TASK DESCRIPTION -> Translate this sentence from the passage on marriage brokers in Ukraine into Spanish: "Many customers complain of being cheated and say that most agencies try to scam them."

PASSAGE FOR REVIEW ->
━━━━━━━━
Ukraine, the Philippines, Thailand and China are some of the main source countries for trafficking in marriage. I visit Ukraine, a conflict-ridden, impoverished nation that is home to hundreds of marriage brokers.

As I talk to Veronica, who is happy to share information about the business with me despite the fact that I am a reporter, a customer turns up, hoping to meet his “date,” with whom he has been corresponding on Skype and by email for three months.

Robert, from Delaware, is a presentable, polite man in his mid-60s, who tells me he has been looking for a Ukrainian bride for four years. I ask why he favors Ukrainian women, and he says, “They have a little bit better fit here for what old-style America is about. The women’s lib gave [U.S. women] a bigger field. You can’t blame them either; they made themselves happy in life with what they’re doing—they choose to go that way rather than be a homebody type of person.”

Robert says he is looking for a woman “around 30 to 40,” but that most of the women advertised on the sites are younger than this. I asked whether he considers the marriage brokers similar to pimps.

No, he says. “Don’t get me wrong, there’s a lot of prostitution here. Venereal disease in Ukraine is higher than anywhere,” Robert says. “I’ve had cab drivers say, ‘I can take you to a lady right now.’ I want a real lady. I’m not looking for that type of stuff.

“There’s a lot of these women, they’ve done wrong, but they deserve a fair chance. I feel they have more of a fair chance by meeting a man from another country and getting away from it all … where their reputation is left behind.”

Many customers complain of being cheated and say that most agencies try to scam them.
━━━━━━━━
DATA FOR ANALYSIS ->
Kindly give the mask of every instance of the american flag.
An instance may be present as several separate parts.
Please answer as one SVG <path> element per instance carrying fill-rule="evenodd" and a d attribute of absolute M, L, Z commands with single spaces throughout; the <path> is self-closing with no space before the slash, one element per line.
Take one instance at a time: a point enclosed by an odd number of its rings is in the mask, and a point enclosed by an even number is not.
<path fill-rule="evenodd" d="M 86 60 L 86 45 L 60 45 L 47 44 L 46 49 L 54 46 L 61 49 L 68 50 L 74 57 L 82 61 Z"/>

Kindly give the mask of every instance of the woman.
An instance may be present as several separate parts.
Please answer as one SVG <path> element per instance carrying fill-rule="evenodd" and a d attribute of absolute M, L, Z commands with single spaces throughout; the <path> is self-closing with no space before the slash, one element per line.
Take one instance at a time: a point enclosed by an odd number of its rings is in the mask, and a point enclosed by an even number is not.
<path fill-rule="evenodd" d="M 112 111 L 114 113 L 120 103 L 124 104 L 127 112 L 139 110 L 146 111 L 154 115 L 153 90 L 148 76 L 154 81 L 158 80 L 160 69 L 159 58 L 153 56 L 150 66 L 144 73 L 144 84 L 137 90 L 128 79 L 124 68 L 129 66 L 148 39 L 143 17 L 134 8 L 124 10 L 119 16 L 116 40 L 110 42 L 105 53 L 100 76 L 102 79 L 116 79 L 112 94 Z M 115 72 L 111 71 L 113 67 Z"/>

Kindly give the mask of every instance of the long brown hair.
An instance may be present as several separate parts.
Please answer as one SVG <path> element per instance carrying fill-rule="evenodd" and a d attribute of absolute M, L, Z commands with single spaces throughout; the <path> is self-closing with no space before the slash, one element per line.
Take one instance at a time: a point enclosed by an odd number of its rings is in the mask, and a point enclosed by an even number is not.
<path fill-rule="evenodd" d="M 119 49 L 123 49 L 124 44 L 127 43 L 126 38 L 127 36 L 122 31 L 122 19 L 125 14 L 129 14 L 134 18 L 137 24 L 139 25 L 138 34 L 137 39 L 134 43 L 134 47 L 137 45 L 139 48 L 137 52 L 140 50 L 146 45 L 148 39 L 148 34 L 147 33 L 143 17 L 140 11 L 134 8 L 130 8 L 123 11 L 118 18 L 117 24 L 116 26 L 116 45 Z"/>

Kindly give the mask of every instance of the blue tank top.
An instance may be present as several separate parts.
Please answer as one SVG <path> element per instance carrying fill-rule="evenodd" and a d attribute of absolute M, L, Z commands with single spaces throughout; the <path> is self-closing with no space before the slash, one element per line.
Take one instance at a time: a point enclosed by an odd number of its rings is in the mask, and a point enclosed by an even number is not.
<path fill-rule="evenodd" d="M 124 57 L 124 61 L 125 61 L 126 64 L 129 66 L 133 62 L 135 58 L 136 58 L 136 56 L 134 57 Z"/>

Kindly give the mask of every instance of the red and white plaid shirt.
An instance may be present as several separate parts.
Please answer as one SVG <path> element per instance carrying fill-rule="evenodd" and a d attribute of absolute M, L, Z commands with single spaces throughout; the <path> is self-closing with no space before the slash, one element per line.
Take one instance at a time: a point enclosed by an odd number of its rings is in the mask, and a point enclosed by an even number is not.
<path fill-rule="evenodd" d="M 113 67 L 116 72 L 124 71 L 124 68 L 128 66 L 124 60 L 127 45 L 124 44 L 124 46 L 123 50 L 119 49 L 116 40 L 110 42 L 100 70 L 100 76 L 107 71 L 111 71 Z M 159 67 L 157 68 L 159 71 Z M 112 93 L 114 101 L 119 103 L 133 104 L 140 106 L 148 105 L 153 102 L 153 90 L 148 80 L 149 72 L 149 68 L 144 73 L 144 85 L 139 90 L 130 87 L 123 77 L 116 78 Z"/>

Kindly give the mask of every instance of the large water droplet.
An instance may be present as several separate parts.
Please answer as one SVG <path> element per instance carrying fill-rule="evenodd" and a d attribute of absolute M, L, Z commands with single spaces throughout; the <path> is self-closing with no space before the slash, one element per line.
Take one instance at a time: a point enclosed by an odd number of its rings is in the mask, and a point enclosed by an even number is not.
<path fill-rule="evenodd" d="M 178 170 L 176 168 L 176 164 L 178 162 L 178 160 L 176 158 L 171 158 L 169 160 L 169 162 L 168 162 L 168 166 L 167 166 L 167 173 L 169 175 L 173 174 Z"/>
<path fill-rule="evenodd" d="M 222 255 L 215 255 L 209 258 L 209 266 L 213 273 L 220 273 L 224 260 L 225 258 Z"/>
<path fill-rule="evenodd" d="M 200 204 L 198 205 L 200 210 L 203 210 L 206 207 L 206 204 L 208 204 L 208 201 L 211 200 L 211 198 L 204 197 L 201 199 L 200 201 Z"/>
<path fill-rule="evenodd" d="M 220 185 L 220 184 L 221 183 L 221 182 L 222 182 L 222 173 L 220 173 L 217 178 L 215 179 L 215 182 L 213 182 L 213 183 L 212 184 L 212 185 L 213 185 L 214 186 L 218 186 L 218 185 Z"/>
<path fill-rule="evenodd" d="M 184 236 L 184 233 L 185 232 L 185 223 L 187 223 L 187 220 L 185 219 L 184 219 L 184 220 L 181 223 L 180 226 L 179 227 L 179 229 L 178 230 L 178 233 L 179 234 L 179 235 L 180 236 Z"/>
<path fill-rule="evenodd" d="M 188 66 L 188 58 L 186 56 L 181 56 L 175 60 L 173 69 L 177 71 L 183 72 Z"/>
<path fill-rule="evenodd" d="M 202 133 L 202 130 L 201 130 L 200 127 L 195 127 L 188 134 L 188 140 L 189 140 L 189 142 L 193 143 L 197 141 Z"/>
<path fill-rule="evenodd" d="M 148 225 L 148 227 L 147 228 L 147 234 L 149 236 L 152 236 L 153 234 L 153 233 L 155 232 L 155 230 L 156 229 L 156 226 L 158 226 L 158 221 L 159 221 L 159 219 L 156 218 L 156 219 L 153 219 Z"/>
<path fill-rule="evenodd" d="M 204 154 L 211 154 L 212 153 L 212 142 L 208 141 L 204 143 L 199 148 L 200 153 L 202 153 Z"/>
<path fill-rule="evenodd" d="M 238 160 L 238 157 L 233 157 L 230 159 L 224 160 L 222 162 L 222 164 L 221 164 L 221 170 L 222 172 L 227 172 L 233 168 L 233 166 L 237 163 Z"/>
━━━━━━━━
ANSWER TO THE EXERCISE -> Muchos clientes se quejan de haber sido engañados y dicen que la mayoría de las agencias intentan estafarlos.